> [SOURCE DATA]:

>>>

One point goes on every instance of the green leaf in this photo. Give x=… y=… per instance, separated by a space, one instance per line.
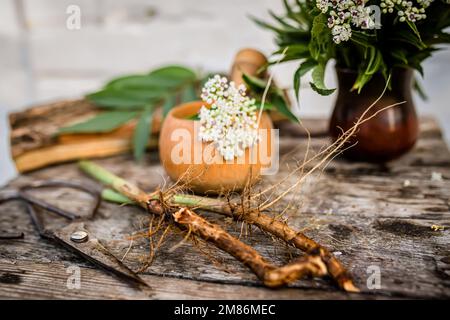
x=142 y=133
x=162 y=79
x=255 y=84
x=280 y=104
x=320 y=38
x=317 y=83
x=115 y=99
x=301 y=71
x=103 y=122
x=172 y=76
x=169 y=103
x=413 y=27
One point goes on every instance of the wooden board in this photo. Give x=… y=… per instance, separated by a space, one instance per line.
x=369 y=215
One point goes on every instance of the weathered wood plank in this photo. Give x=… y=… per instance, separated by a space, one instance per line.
x=369 y=215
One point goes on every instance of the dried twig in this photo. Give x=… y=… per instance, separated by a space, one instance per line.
x=184 y=218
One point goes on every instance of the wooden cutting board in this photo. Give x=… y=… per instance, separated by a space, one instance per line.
x=373 y=217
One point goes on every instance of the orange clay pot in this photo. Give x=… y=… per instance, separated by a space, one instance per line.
x=198 y=165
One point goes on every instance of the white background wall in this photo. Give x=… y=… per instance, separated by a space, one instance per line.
x=41 y=60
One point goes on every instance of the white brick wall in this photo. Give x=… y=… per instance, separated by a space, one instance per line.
x=42 y=60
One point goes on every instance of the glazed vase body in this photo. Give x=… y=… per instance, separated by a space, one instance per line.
x=388 y=135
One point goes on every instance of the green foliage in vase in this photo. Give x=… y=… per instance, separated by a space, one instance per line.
x=365 y=36
x=136 y=96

<<<

> [WHAT NEEDS TO BE DONE]: Give the listing again exactly, minus its images.

> [RESPONSE AREA]:
One point goes on every instance of the green leaf in this photo. Give x=… y=… per instance, separated by a space, one instance per line.
x=142 y=133
x=162 y=79
x=255 y=84
x=280 y=104
x=320 y=38
x=317 y=83
x=115 y=99
x=301 y=71
x=103 y=122
x=172 y=76
x=169 y=103
x=413 y=27
One point goes on every instance of the wooden board in this photo. Give x=… y=… per instance, separated by a space, one instance per line.
x=369 y=215
One point goes on every instance of the weathered wood plank in this photo. Give x=… y=… per instance, separated by a space, one instance per line.
x=369 y=215
One point goes on every instance of the dried twig in this photo. Give x=… y=… per instance, separated by a space, one instance per line.
x=184 y=218
One point goes on every instance of the wooden cutting board in this photo. Give x=… y=… per instance, separated by a space, one instance per line.
x=373 y=217
One point goes on every instance of the orange clay pot in this photo. Give x=… y=… per instance, separated by a space, one instance per line.
x=198 y=165
One point goes on every instance of the white background wall in this photo. Give x=… y=… per instance, separated by a space, one instance per line.
x=41 y=60
One point goes on every instance of the white brick wall in this photo. Give x=… y=… per instance, separated by a space, one instance per line.
x=42 y=60
One point goes on every instance of the glazed vase body in this photo. Give x=… y=… per instance, separated by a space, one instance per line.
x=388 y=135
One point goes on every instance of the green foliage in vase in this photo. Give x=… y=… per instance, separated by a space, one instance per line.
x=365 y=36
x=136 y=96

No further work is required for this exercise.